**待办事项**:
(A) 在关于毛泽东与“肃AB团”的文字中，1930年6月毛泽东主持制订的是哪一份决议案？
(B) 请接续关于毛泽东与“肃AB团”的文字，从其末句之后往下续写。

**正文部分**:
====

在中共党内,毛泽东长期以反教条、反极左而闻名,并由此获得全党的拥戴。但是在30年代初,毛却并非如此,在某些方面,毛的极左与共产国际不相上下,这尤其体现在对待富农的方针上。

1929年,共产国际开始推行“反富农”的新方针,随即迅速传至中国,毛泽东在苏区积极贯彻并发展了共产国际这项“反富农”的方针。1930年6月,毛主持制订了《富农问题决议案》,虽然强调了“抽多补少,抽肥减瘦”的分田原则,但是在对待富农的问题上,毛的态度与共产国际的有关方针并无任何差别,甚至更为激烈。毛猛烈抨击富农,宣称“富农的剥削比较地主更加残酷”,“这个阶级自始至终是反革命的”。毛甚至还将打击的矛头指向那些未出租土地、也不雇工的富裕中农,指称他们是“第三种富农”,号召“坚决赞助群众没收他们的土地,废除他们的债务”。更有甚者,毛居然发明了“富农共产党员”的概念,把赞成中共六大“没收豪绅地主土地”的同志,一律视为“党内的富农成分”,要求将他们从党内“洗刷出来”,“无条件地开除富农及一切富农路线的人出党”。

这样看来,毛泽东决意发起“肃AB团”确实包含多重目的,镇压赣西南红军和党组织不仅在于翦灭组织上的离心势力,同时也是为了先行扫清党内的障碍,以推行毛的改造社会的理想。在毛的世界里,镇压是和“纯化”互为联系的,其最后目标是建立一个由毛主宰的新天地。

毛泽东的这套思想逻辑究竟从何而来?就“纯化”的层面而言,毛应受到马克思主义阶级斗争、暴力革命理论的影响,尤其受到俄国十月革命经验的影响。1928年1月24日,毛亲自为遂川县工农兵政府成立大会书写了这样一幅对联:“想当年,你剥削工农,好就好,利中生利;到今日,我宰杀土劣,怕不怕,刀上加刀。”若就清洗党内反对力量的“镇压”层次而言,则无法找到毛受苏联经验影响的直接证据,因为苏共镇压党内反对派的经验此时正在形成之中。20年代末至30年代初,斯大林对托洛茨基的斗争还未发展到肉体消灭阶段,斯大林发动大清洗还在以后几年。可以得出的判断是,毛在党内大搞清洗,基本上源于他在打江山中获得的经验与体会,在这方面,毛似乎更多的受到历代农民造反经验和《水浒》一类的影响,或者根本就是毛自我体悟的产物。这样,毛就在国际共运中首次创造出了将对敌斗争方式用之于党内的模式,从这个意义上来说,“肃AB团”具有原创性。

====

**数据集**:
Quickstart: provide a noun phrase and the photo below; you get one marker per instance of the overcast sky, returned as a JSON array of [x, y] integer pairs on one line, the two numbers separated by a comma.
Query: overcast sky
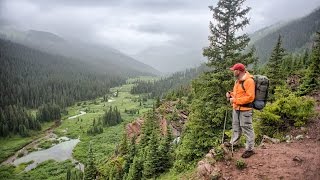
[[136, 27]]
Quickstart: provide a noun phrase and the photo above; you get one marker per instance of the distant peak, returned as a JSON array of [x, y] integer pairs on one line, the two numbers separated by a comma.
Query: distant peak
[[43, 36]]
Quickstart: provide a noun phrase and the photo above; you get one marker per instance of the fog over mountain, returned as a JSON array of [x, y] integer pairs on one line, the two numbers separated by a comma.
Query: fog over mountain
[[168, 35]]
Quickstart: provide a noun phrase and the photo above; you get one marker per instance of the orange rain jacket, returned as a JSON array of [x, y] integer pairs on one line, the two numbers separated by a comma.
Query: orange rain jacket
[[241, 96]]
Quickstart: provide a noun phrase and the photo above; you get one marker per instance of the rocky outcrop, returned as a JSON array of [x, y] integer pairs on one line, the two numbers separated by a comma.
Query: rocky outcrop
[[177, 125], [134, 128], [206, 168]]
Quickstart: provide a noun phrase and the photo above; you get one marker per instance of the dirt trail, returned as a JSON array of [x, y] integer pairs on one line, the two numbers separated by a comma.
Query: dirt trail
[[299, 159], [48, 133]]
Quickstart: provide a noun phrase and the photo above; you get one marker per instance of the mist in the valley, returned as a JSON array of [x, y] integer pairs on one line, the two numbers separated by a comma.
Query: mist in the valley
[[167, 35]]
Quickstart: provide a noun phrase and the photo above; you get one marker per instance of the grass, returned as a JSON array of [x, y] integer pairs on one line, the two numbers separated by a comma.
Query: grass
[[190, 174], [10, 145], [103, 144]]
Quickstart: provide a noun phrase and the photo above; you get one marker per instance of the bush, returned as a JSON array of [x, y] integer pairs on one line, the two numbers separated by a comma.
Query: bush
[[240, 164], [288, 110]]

====

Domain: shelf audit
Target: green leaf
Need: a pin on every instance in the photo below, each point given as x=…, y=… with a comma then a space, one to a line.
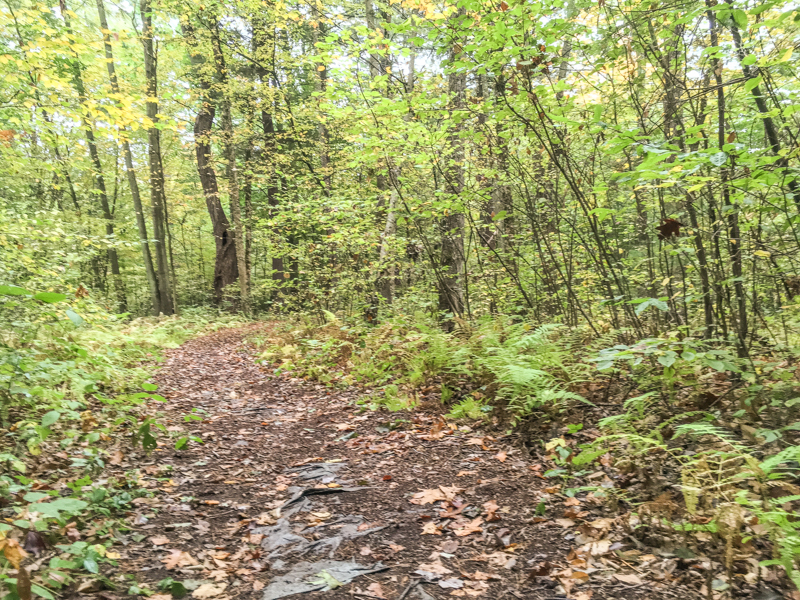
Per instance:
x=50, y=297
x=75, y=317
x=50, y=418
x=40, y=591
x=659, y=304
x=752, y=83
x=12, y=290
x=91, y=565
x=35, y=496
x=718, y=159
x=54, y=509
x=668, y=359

====

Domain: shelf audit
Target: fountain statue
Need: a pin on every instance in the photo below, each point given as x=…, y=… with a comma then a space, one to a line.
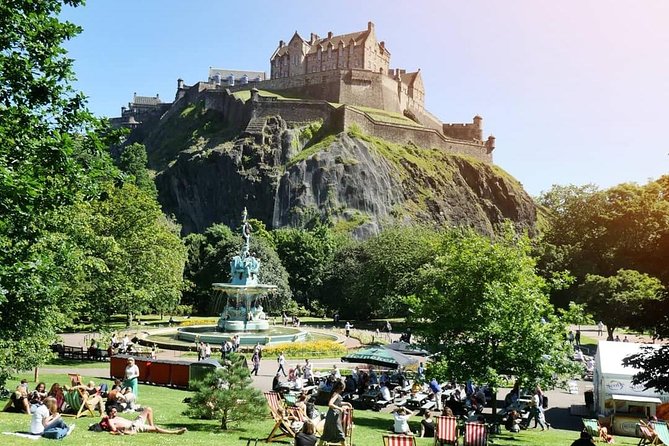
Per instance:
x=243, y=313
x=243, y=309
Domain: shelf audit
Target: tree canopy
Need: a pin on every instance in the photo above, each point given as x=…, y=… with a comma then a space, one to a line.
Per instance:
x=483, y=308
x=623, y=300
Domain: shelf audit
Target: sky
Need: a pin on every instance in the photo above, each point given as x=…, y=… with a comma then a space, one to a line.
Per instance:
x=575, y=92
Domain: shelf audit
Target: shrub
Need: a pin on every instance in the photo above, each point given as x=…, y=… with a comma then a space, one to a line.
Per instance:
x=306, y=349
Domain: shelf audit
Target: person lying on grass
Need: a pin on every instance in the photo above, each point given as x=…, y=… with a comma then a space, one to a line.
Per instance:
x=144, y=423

====

**答复内容**:
(A) 《富农问题决议案》。

(B)
遵义会议后,毛泽东重新回到红军和党的核心层,在新形势下,党内、军内的矛盾仍然十分突出,然而毛改变了策略,他已不再运用“肃AB团”那样极端的方式来解决党内和根据地内部的矛盾。难道毛泽东已认识并改正了自己过去的错误吗?实际情况可能并非如此简单。确实,毛在1945年中共七大的讲话中曾提到一句:“肃反,走了极痛苦的道路。反革命应当反对,党没成熟时,在这个问题上走了弯路,犯了错误”,但毛从未就自己与“肃AB团”的关系问题作过详细的解释和“自我批评”,“肃AB团”不仅一直被肯定,富田事变也被作为“反革命暴动”的铁案,长期不得平反。尽管如此,在毛掌权后,确实已不在党内再搞“打AB团”一类的肉体消灭。

真正的原因乃是毛泽东已实际控制了中共中央,他已有了号令全党的合法性,已不再需用极端手段来维护自己的领袖权威。1935年后,毛占据了中共中央领导层的核心地位;1938年,毛又得到共产国际对他中共领袖地位的承认。随着毛在党内地位的加强,他的主张和意见也成为中共意识形态义理系统的重要组成部分,毛从而也获得了党的意识形态的法理性。现在,针对党内的革命恐怖更多是以威慑的形式出现,而较少诉诸赤裸裸的暴力。在一般情况下,革命恐怖只是作为配合毛的政治教育的一种辅助手段。在以后的岁月里,作为革命策略大师的毛泽东已能收放自如地掌握革命恐怖的机器,就像中药师配制药方一样,知道如何根据现实需要来调配这两方面的比重,在毛的操纵下,革命恐怖机器已具备了某种“智能性”。1944年,毛果断地宣布中止延安和各根据地的抢救运动——那场运动曾经使根据地的许多老党员误以为又要再来一次“肃AB团”式的大清洗,但是他们错了,毛无意也不愿再重演当年的斗争。当毛的目标已基本实现后,针对党内的革命恐怖机器立刻停止运转。在刘少奇的支持和协助下,毛又掌握了一种新方法:通过在审干…抢救运动中建立的制度机制,动用党机构来洗刷共产党内部,从而使党永远处在一个不断被“纯化”的持续状态中。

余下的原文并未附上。